'''

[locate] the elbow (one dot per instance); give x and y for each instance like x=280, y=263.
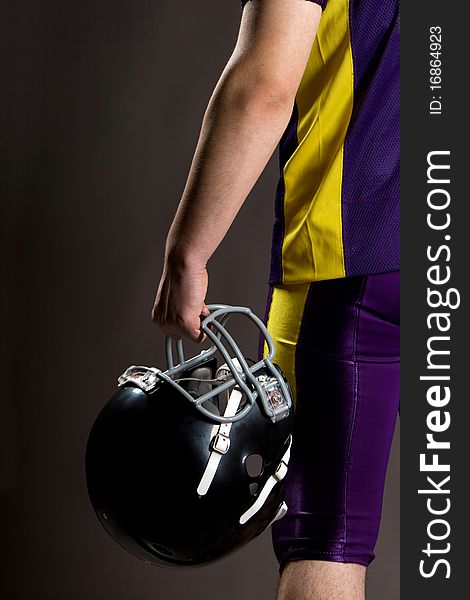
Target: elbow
x=259, y=94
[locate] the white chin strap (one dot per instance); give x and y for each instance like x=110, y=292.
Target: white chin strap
x=273, y=480
x=220, y=443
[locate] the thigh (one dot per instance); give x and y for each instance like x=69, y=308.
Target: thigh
x=338, y=342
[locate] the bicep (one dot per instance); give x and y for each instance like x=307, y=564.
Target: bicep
x=275, y=40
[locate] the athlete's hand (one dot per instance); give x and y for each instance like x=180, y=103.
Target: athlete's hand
x=180, y=300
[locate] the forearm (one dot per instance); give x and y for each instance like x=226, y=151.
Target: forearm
x=241, y=128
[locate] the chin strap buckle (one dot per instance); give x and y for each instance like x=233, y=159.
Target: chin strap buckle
x=220, y=443
x=272, y=481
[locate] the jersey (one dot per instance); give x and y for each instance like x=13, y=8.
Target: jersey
x=337, y=200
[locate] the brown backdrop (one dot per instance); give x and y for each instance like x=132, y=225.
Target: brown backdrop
x=101, y=106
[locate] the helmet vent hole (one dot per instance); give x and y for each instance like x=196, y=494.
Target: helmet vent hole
x=254, y=465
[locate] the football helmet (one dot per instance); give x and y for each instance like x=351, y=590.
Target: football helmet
x=187, y=464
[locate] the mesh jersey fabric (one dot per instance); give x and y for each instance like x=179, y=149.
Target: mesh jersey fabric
x=337, y=200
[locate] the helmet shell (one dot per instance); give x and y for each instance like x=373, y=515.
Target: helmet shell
x=145, y=458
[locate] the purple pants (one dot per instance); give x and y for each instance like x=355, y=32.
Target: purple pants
x=347, y=381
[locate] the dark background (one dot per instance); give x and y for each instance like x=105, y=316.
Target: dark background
x=101, y=105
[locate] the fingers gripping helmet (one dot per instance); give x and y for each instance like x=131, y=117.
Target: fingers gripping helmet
x=187, y=464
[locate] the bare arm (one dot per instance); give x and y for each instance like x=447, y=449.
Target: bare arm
x=244, y=121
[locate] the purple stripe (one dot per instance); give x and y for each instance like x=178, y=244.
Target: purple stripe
x=269, y=300
x=287, y=146
x=371, y=185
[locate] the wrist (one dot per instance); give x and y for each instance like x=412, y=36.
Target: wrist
x=180, y=258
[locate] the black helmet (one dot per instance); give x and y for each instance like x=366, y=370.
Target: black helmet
x=185, y=465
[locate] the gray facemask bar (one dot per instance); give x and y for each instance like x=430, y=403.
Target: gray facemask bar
x=223, y=312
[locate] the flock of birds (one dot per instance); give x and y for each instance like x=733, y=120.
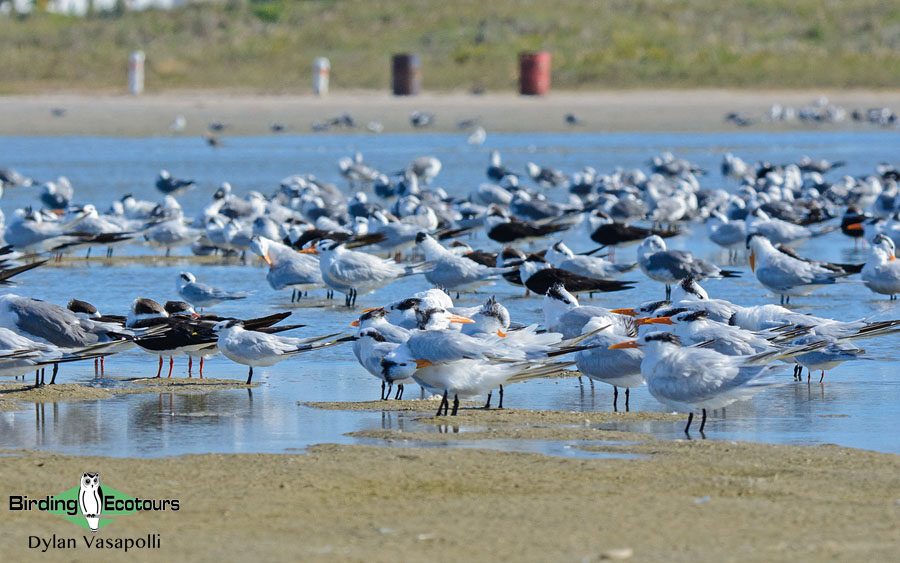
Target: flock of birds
x=695, y=353
x=822, y=110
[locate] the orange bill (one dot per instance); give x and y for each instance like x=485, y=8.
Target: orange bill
x=626, y=344
x=628, y=312
x=654, y=321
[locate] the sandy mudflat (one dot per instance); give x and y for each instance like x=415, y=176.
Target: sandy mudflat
x=15, y=394
x=247, y=114
x=680, y=501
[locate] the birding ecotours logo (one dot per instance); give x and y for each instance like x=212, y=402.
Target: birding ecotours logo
x=90, y=504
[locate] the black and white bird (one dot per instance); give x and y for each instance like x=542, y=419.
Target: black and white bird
x=170, y=185
x=672, y=266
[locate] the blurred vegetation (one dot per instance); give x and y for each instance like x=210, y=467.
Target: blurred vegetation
x=268, y=45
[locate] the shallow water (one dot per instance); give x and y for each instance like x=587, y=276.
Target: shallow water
x=855, y=406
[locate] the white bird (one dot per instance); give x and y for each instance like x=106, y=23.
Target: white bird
x=784, y=275
x=561, y=256
x=203, y=295
x=375, y=339
x=447, y=361
x=563, y=314
x=619, y=368
x=452, y=272
x=351, y=273
x=697, y=379
x=881, y=273
x=478, y=137
x=671, y=266
x=287, y=267
x=171, y=234
x=257, y=349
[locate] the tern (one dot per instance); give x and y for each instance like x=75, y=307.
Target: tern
x=784, y=275
x=203, y=295
x=672, y=266
x=881, y=272
x=351, y=273
x=257, y=349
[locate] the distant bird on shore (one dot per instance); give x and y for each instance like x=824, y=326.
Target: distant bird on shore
x=477, y=137
x=420, y=119
x=172, y=186
x=178, y=124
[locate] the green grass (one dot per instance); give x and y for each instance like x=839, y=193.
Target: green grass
x=268, y=45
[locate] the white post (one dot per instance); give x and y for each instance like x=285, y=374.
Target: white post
x=321, y=71
x=136, y=73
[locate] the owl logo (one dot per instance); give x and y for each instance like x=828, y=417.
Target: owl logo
x=90, y=497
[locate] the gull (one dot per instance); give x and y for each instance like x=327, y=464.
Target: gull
x=561, y=256
x=29, y=232
x=203, y=295
x=496, y=171
x=563, y=314
x=784, y=275
x=288, y=268
x=616, y=367
x=351, y=273
x=504, y=229
x=478, y=137
x=257, y=349
x=730, y=234
x=607, y=232
x=375, y=339
x=832, y=354
x=544, y=176
x=538, y=276
x=57, y=195
x=452, y=272
x=172, y=186
x=671, y=266
x=424, y=168
x=777, y=230
x=881, y=272
x=171, y=234
x=692, y=379
x=448, y=361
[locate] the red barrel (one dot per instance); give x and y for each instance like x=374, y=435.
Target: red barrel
x=534, y=73
x=406, y=75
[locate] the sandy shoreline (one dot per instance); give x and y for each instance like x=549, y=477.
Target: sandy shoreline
x=249, y=114
x=667, y=501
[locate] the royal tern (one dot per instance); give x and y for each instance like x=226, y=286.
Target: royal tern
x=697, y=379
x=287, y=267
x=672, y=266
x=351, y=273
x=561, y=256
x=538, y=276
x=452, y=272
x=257, y=349
x=203, y=295
x=881, y=272
x=616, y=367
x=784, y=275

'''

◆ What the task asks: Print every one of the entries above word for word, omitting the pictures.

◆ Response:
[locate] the elbow (one dot per instance); give x and y for each instance like x=280, y=263.
Target: elbow
x=259, y=94
[locate] the white chin strap (one dot per instance); give x and y for each instance like x=110, y=292.
Target: white chin strap
x=273, y=480
x=220, y=443
[locate] the thigh (one dot per instance); give x and y for each instance like x=69, y=308.
Target: thigh
x=338, y=342
[locate] the bicep (one dot per instance); give x and y for each instance like x=307, y=564.
Target: bicep
x=275, y=40
[locate] the athlete's hand (one dot per instance); give x and y for each instance like x=180, y=103.
Target: athlete's hand
x=180, y=300
[locate] the forearm (one dot per instance); give x and y for each instance like x=226, y=151.
Target: forearm
x=241, y=128
[locate] the chin strap buckle (one dot per instance); give x and y for each instance like x=233, y=159.
Target: chin strap buckle
x=220, y=443
x=272, y=481
[locate] the jersey (one dot per instance); give x and y for each instance like x=13, y=8.
Target: jersey
x=337, y=200
[locate] the brown backdrop (one dot per instance); give x and y for each instance like x=132, y=225.
Target: brown backdrop
x=101, y=106
[locate] the helmet vent hole (one dot per instance); give x and y for each instance like x=196, y=494.
Target: helmet vent hole
x=254, y=465
[locate] the football helmet (one dot per instance); give x and y for each instance like x=351, y=590.
Target: football helmet
x=187, y=464
[locate] the mesh jersey fabric (one dot per instance); give x and y for each instance like x=179, y=149.
Target: mesh jersey fabric
x=337, y=200
[locate] the helmet shell (one dot per instance); give x and y for each instance like x=373, y=515.
Target: helmet shell
x=145, y=458
[locate] the purple pants (one dot per instance); give x and y for each instance like x=355, y=32.
Target: purple pants
x=347, y=381
[locate] the dark background (one dot per instance); give x and y for each instance like x=105, y=316.
Target: dark background
x=101, y=105
[locate] the fingers gripping helmet (one dot per instance); give x and y for each instance like x=131, y=117.
Target: fingers gripping helmet
x=187, y=464
[locate] the bare arm (one dot per instance); give x and y for each instance like x=447, y=449.
Target: bare arm
x=244, y=121
[locate] the purple stripe (one dot per instance); give x and y for each instance like x=178, y=244.
Target: purple stripe
x=269, y=300
x=287, y=146
x=371, y=185
[locate] the wrist (one dot per instance); give x and y for each instance like x=412, y=36.
Target: wrist
x=180, y=258
[locate] the black helmet (one dot per instance); give x and y for each instance like x=366, y=370.
Target: black helmet
x=185, y=465
[locate] the gray facemask bar (one dot per instance); give x and y for each instance like x=430, y=403.
Target: gray facemask bar
x=223, y=312
[locate] the flock of birds (one dot per instance); give x and y for each instance like x=733, y=120.
Target: flock of birds
x=695, y=353
x=822, y=110
[locate] the orange bill (one dot per instance); give x and y for each instance like x=485, y=8.
Target: orange bill
x=626, y=344
x=628, y=312
x=654, y=321
[locate] the sandy mudflat (one dot per instance); give x and y for each instance like x=415, y=176.
Target: sandy mudflat
x=15, y=394
x=247, y=114
x=680, y=501
[locate] the birding ecotours logo (one dot per instance); give x and y for each instance like x=212, y=402.
Target: birding ecotours logo
x=90, y=504
[locate] the black and white bird (one dot per instance); give x and y for each instance like x=542, y=419.
Target: black and white bird
x=170, y=185
x=672, y=266
[locate] the blurred vegetation (one dot per instance); give x and y for each instance like x=210, y=467.
Target: blurred vegetation
x=268, y=45
[locate] the shallow water (one dot per instance); give x and y for each instance like x=587, y=276.
Target: shallow water
x=855, y=406
[locate] the white bird (one dot per instance); give x and y for each instance like x=106, y=23.
Target: white bird
x=784, y=275
x=561, y=256
x=203, y=295
x=375, y=339
x=447, y=361
x=563, y=314
x=619, y=368
x=452, y=272
x=351, y=273
x=697, y=379
x=881, y=273
x=478, y=137
x=671, y=266
x=287, y=267
x=171, y=234
x=257, y=349
[locate] the tern (one dot per instance); give x and y for each instance like x=75, y=307.
Target: tern
x=784, y=275
x=203, y=295
x=672, y=266
x=881, y=272
x=351, y=273
x=257, y=349
[locate] the distant bird on shore (one dot per instance); give x and y for each instance like x=824, y=326.
Target: distant bird on shore
x=477, y=137
x=420, y=119
x=172, y=186
x=178, y=124
[locate] the green grass (one dot per instance); give x and y for each instance like x=839, y=193.
Target: green grass
x=268, y=45
[locate] the white post (one dot per instance); give x and y for each instance like x=285, y=374.
Target: white post
x=321, y=71
x=136, y=73
[locate] the owl logo (one dot per instance); give x and y for each instance like x=828, y=417.
Target: owl logo
x=90, y=497
[locate] the gull (one dot per instance); give x and y for each instance like x=327, y=464.
Target: gull
x=561, y=256
x=29, y=232
x=203, y=295
x=496, y=171
x=563, y=314
x=784, y=275
x=288, y=268
x=616, y=367
x=351, y=273
x=504, y=229
x=478, y=137
x=257, y=349
x=730, y=234
x=607, y=232
x=375, y=339
x=832, y=354
x=544, y=176
x=538, y=276
x=57, y=195
x=452, y=272
x=172, y=186
x=671, y=266
x=424, y=168
x=777, y=230
x=881, y=272
x=171, y=234
x=692, y=379
x=448, y=361
[locate] the red barrel (one dot per instance); give x and y for each instance like x=374, y=435.
Target: red barrel
x=534, y=73
x=406, y=75
[locate] the sandy shoreline (one dot per instance); give x and y for each instance like x=549, y=477.
Target: sandy shoreline
x=249, y=114
x=667, y=501
[locate] the royal tern (one dot per instance); give x and y for each instance like x=226, y=286.
Target: royal tern
x=697, y=379
x=287, y=267
x=672, y=266
x=351, y=273
x=561, y=256
x=538, y=276
x=452, y=272
x=257, y=349
x=203, y=295
x=881, y=272
x=616, y=367
x=784, y=275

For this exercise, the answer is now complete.